#### The task
The expected output is the data itself, duplicated in full.

(Available data Opens)

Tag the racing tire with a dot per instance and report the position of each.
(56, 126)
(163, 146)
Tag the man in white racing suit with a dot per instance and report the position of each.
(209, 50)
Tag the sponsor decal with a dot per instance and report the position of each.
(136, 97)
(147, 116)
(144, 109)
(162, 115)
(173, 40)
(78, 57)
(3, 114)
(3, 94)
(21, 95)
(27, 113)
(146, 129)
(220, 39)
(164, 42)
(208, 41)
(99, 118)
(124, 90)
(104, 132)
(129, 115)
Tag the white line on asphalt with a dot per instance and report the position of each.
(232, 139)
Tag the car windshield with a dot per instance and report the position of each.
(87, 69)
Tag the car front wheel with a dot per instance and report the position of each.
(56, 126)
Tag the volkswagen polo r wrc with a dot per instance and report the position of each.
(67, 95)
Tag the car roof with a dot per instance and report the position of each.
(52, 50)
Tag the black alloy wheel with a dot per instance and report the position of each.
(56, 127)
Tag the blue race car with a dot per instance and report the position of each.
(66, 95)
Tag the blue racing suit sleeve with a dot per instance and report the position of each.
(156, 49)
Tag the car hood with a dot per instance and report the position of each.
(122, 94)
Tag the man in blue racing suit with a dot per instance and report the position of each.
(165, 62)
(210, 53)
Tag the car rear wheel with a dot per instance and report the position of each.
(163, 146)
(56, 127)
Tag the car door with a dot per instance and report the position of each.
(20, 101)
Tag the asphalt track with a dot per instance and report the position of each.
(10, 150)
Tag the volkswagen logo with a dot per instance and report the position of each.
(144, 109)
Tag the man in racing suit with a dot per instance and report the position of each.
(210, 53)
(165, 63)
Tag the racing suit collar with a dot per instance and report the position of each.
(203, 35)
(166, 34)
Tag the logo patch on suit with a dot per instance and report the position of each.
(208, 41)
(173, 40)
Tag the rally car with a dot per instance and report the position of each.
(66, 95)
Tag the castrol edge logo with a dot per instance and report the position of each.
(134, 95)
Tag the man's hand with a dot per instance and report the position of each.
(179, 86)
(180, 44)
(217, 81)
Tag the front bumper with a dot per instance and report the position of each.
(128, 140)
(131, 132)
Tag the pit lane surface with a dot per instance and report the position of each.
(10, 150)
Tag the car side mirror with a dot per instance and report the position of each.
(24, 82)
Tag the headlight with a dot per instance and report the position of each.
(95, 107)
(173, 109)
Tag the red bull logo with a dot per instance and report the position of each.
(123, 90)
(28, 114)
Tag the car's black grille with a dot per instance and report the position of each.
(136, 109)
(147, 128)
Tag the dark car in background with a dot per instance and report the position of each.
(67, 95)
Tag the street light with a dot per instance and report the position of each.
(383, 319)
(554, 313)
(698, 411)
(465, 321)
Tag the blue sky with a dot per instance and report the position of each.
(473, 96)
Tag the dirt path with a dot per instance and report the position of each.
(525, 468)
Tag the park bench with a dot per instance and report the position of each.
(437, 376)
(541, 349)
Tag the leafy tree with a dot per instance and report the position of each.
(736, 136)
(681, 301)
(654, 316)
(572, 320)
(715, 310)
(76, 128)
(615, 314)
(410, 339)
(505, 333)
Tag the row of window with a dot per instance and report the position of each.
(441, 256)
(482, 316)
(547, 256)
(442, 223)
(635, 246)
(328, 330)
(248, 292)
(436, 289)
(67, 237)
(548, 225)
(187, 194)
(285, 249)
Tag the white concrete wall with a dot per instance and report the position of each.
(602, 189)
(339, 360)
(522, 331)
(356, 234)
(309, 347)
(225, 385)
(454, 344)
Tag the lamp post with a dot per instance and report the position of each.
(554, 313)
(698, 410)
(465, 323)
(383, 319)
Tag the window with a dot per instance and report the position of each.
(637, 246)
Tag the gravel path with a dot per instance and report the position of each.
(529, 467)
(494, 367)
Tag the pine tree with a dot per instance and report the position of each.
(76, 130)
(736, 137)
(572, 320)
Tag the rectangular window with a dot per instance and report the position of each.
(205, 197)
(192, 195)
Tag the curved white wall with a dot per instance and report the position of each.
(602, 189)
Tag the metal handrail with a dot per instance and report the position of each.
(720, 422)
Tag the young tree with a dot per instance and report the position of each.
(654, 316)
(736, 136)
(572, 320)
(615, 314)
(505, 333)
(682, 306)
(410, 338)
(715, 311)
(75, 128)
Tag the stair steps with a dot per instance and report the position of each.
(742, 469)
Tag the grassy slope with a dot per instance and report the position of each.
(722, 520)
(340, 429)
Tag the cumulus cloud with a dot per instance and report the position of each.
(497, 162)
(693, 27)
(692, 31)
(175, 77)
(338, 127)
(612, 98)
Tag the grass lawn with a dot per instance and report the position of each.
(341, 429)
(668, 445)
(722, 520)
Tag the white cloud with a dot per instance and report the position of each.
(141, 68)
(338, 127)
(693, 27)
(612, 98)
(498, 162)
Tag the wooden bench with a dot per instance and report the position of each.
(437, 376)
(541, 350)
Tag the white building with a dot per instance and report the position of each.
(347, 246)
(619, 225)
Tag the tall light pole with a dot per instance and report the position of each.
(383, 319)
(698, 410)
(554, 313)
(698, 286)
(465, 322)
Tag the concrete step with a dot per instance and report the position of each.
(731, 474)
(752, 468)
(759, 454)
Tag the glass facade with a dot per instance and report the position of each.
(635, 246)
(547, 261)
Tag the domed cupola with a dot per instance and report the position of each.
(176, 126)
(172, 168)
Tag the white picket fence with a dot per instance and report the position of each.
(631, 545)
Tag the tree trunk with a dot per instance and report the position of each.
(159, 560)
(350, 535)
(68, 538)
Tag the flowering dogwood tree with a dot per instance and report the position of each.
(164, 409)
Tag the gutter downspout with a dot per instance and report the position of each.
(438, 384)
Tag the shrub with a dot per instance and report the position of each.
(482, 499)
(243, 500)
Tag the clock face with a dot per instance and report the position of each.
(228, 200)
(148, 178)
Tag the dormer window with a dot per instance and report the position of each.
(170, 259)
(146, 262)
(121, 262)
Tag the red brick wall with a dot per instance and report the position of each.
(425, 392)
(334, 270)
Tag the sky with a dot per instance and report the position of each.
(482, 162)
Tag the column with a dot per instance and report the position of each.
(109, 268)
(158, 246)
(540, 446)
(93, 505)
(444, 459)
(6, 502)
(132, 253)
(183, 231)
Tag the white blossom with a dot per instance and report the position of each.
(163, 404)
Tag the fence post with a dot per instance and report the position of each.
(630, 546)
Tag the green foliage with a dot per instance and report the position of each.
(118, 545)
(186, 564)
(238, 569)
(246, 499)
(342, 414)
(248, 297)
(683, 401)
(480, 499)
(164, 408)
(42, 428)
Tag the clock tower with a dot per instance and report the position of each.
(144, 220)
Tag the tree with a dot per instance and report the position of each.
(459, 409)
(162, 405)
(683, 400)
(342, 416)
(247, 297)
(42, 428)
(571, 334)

(Available data Closes)

#### Solved exercise
Tag the racing tire with a dot per instance and report the position of each.
(56, 126)
(163, 146)
Tag the man in white racing suit with a dot per instance and report the position of each.
(209, 50)
Tag the sponsor decal with a dot per instance and report the position of each.
(136, 97)
(147, 116)
(144, 109)
(162, 115)
(173, 40)
(78, 57)
(3, 114)
(3, 94)
(21, 95)
(27, 113)
(146, 129)
(220, 39)
(164, 42)
(208, 41)
(99, 118)
(124, 90)
(104, 132)
(129, 115)
Tag the white line on asphalt with a dot per instance and report the position of each.
(232, 139)
Tag the car windshield with a dot per instance and report the position of each.
(87, 69)
Tag the car front wheel with a dot per instance and report the position of each.
(56, 126)
Tag the volkswagen polo r wrc with a dot per instance and report the position of each.
(67, 95)
Tag the car roof with a dot per instance and report the position of each.
(52, 50)
Tag the black alloy wheel with a dot per instance and report the position of each.
(56, 127)
Tag the blue race car with a dot per instance and report the position of each.
(66, 95)
Tag the blue racing suit sleeve with a dot per instance and report the position of each.
(156, 49)
Tag the car hood with a dot per instance and report the position of each.
(122, 94)
Tag the man in blue racing suit with a dot per instance and report the position of each.
(165, 62)
(210, 53)
Tag the car rear wheel with a dot per instance and report the position of each.
(163, 146)
(56, 127)
Tag the car door with a dot per instance and report the position of each.
(20, 101)
Tag the asphalt track with a dot per instance and report the position of each.
(10, 150)
Tag the volkswagen logo with a dot per instance and report the position of each.
(144, 109)
Tag the man in racing suit with a dot per instance and report the position of each.
(210, 53)
(165, 63)
Tag the racing suit collar with a dot per instance and report the position of each.
(203, 35)
(166, 34)
Tag the logo patch on suit with a dot per instance and report the position of each.
(208, 41)
(173, 40)
Tag the rally car with a dot per instance and report the position of each.
(66, 95)
Tag the castrol edge logo with a dot per instance and report the position of each.
(134, 95)
Tag the man's hand with a dot per instance and report the position of each.
(179, 86)
(180, 44)
(217, 81)
Tag the front bumper with a dot per instance and report the position of each.
(128, 140)
(131, 132)
Tag the pit lane surface with a dot per instance and report the position of each.
(10, 150)
Tag the car side mirror with a dot per instance and report the position of each.
(24, 82)
Tag the headlight with a dot per instance and report the position of each.
(95, 107)
(173, 109)
Tag the red bull logo with a dot per instance and report the position of each.
(123, 90)
(28, 114)
Tag the car's black grille with a dot per instance and report the position of each.
(136, 109)
(147, 128)
Tag the dark car in background with a dot per instance and report the position of each.
(67, 95)
Tag the street light with a dot per instance and report the position of each.
(383, 319)
(554, 313)
(698, 411)
(465, 321)
Tag the blue sky with a dot per instance and report the position of each.
(473, 96)
Tag the dirt path with a dot per instance and report the position of each.
(525, 468)
Tag the park bench with a dot per instance and report the position of each.
(437, 376)
(541, 349)
Tag the leafy tree with a dot per instance and report the position of each.
(736, 136)
(681, 301)
(654, 316)
(572, 320)
(715, 310)
(76, 128)
(615, 314)
(410, 339)
(505, 333)
Tag the row of window with a dot per instance and report the position of each.
(441, 256)
(482, 316)
(547, 256)
(442, 223)
(635, 246)
(328, 330)
(248, 292)
(436, 289)
(67, 237)
(548, 225)
(187, 194)
(285, 249)
Tag the white concrete wall with a dot per instance and report the position of each.
(602, 189)
(339, 360)
(522, 331)
(356, 234)
(309, 347)
(225, 385)
(454, 344)
Tag the lamp post with a dot per instance and report the position of each.
(554, 313)
(698, 410)
(465, 323)
(383, 319)
Tag the window with a dot per instance and report the position of each.
(637, 246)
Tag the gravel path with a dot per instance and report the position of each.
(529, 467)
(494, 367)
Tag the pine tree with a dot per instance and report the position of each.
(76, 130)
(736, 137)
(572, 320)
Tag the rectangular window with a dot per instance and report the position of each.
(205, 197)
(192, 195)
Tag the curved white wall with a dot per instance and report the position of each.
(602, 189)
Tag the metal handrail with a dot per instance and report the position of each.
(720, 422)
Tag the young tree with a dot per instance and report the position of each.
(654, 316)
(736, 136)
(572, 320)
(615, 314)
(505, 333)
(682, 306)
(410, 338)
(715, 311)
(75, 128)
Tag the stair steps with a dot per instance and report the position of each.
(742, 469)
Tag the grassy slope with a dot per instance and report the position of each.
(722, 520)
(340, 429)
Tag the cumulus cloud with a dot per instance and report the position of each.
(497, 162)
(693, 27)
(692, 31)
(175, 77)
(338, 127)
(612, 98)
Tag the grass lawn with a dot per instance and report the position of each.
(341, 429)
(668, 445)
(722, 520)
Tag the white cloud with a dot per instance and report the position of each.
(141, 68)
(338, 127)
(693, 27)
(612, 98)
(498, 162)
Tag the wooden bench with a dot per instance and report the position of each.
(437, 376)
(541, 350)
Tag the white building with a dot per instance and report the position of each.
(347, 246)
(619, 225)
Tag the tall light pole with a dot per instance and report the position of each.
(383, 319)
(698, 410)
(554, 313)
(698, 286)
(465, 322)
Tag the concrete step with a dot per instance and report the position of each.
(731, 474)
(752, 468)
(759, 454)
Tag the glass facade with a dot per instance and report the position of each.
(635, 246)
(547, 261)
Tag the domed cupola with a dot per instance and report the position of each.
(176, 126)
(172, 168)
Tag the white picket fence with a dot per instance and report the position of each.
(631, 545)
Tag the tree trunk with a dot per instance and report the position of each.
(159, 560)
(350, 535)
(68, 538)
Tag the flowering dogwood tree with a dot per instance and report the position of each.
(164, 409)
Tag the gutter downspout with a dot per instance and report the position of each.
(438, 384)
Tag the shrub with a dot per instance and report the position of each.
(482, 499)
(243, 500)
Tag the clock face with a dot per instance and report the position of each.
(228, 200)
(148, 178)
Tag the dormer window with a dot per instance and report the position of each.
(170, 259)
(146, 262)
(121, 262)
Tag the red brick wall with a dot per instance and report the position of each.
(425, 392)
(334, 270)
Tag the sky with a dot per instance and report the position of each.
(482, 162)
Tag the column with a dot per instance and report the position of each.
(109, 268)
(158, 246)
(540, 446)
(93, 505)
(444, 459)
(6, 502)
(132, 253)
(183, 231)
Tag the white blossom with a dot per instance and report the position of each.
(163, 404)
Tag the fence post with a dot per instance and report the position of each.
(630, 546)
Tag the green foliage with a dot per instance and report the position of each.
(118, 545)
(186, 564)
(238, 569)
(246, 499)
(342, 414)
(248, 297)
(683, 401)
(480, 499)
(164, 408)
(42, 428)
Tag the clock tower with a dot per instance and report the position of each.
(144, 220)
Tag the tree with a dot per instance and report the position of each.
(459, 409)
(162, 405)
(683, 400)
(342, 416)
(247, 297)
(42, 428)
(571, 334)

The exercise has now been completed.